WHAT THE TASK REQUIRES: Resume the article about Hong Kong's overleveraged commercial real estate tycoons, picking up right after its final sentence.
BEGIN DOCUMENT SEGMENT
Hong Kong’s Overleveraged Commercial Real Estate Tycoons Unravel, Prices Plunge, Creditors Begin to Take Over

Another 34% markdown. The haste with which creditors want to execute the sale adds to the gloom.

On Monday, the cash-strapped Hong Kong-based billionaire Pan Sutong suffered the ultimate ignominy. The jewel of his real estate empire, the 28-storey Financial Global Centre, which houses his real estate development firm, Goldin Financial Holdings, was put on the market by his creditors, who, seeking repayment of $495 million of debt, took claim of it in July. The sale, under tender, has been entrusted to Knight Frank, which estimates that it should fetch somewhere in the region of HK$12 billion. That would represent a 34% markdown on the HK$18.3 billion at which Goldin had valued the property in December 2019.

The haste with which the creditors want to execute the sale adds to the gloom pervading Hong Kong’s commercial real estate sector.

Just over a month ago, another liquidity-challenged Hong Kong property baron, Chan Ping-chi, was forced to accept a 35% discount for his stake of the 42nd floor of the Center office. Chan was part of a consortium of property-flipping local entrepreneurs who sought to capitalize on Hong Kong’s ever-rising property prices. To that end, they bought 75% of the 70-storey building off Hong Kong’s richest man, Li Ka-Shing, in 2018 for the sum of $5.2 billion, making it the world’s most expensive skyscraper.
END DOCUMENT SEGMENT
BEGIN SUPPLIED ENTRIES
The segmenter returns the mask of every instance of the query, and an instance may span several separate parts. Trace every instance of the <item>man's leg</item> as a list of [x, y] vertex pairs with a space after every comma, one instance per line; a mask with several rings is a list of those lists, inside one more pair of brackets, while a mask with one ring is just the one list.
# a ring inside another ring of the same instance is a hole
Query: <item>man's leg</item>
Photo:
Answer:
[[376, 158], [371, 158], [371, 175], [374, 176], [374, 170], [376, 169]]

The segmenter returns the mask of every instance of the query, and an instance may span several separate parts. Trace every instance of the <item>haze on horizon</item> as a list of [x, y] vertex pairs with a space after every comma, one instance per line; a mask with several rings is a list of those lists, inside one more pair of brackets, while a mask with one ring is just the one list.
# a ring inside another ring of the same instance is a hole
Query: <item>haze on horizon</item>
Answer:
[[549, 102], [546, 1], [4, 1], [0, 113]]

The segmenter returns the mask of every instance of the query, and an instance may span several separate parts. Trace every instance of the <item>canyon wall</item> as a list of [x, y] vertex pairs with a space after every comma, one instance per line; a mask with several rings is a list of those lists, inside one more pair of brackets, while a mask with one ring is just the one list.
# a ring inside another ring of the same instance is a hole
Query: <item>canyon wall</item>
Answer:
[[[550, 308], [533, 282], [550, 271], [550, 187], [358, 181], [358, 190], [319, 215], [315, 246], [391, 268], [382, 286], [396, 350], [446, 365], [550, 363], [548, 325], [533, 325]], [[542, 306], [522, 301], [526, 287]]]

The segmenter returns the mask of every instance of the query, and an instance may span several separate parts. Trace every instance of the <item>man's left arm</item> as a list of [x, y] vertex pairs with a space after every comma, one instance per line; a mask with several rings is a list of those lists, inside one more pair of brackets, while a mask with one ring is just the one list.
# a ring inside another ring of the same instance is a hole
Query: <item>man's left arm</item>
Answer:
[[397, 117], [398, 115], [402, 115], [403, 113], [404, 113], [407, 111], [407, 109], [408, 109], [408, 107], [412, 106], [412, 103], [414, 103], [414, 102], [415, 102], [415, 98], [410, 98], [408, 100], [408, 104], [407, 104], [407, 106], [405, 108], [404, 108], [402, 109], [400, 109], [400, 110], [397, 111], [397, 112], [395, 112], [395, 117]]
END SUPPLIED ENTRIES
TASK ANSWER:
“There’s a saying in Hong Kong property circles that if the city’s richest man, Li Ka-Shing, is selling, you don’t want to be the buyer,” the Japan Times points out.

To begin with, the consortium’s short-term property flipping was hugely lucrative. In the first year, they offloaded more than eight floors and a dozen office suites for about $1.3 billion, generating hundreds of millions of dollars in profit. But this year, Chan’s heavily discounted sale is the only transaction thus far recorded, according to property-data provider Real Capital Analytics. Almost one-fifth of the building stands empty and rents are down around 20% from a year ago.

Both Chan and Pan took on huge volumes of fresh debt to fuel their respective property binges. In the case of Chan and his cohorts, they reportedly financed their purchase of the Center with bonds paying interest rates of over 15%. But last year, prices stopped rising, and then began falling, as a confluence of factors pummeled the city’s economy.

Beijing imposed capital controls on money flowing out of China, depriving the Hong Kong property market of much of its life blood. Trade tensions between the U.S and China began escalating, leaving Hong Kong slap bang in the middle. And the city was rocked by student protests, which recently met the immovable force of the Chinese Communist Party. And now, there’s the virus crisis.

The Hong Kong economy is now in the throes of its deepest ever recession on record. Office rents are slumping, vacancy rates are rising and the value of some of the world’s most expensive commercial real estate is plunging.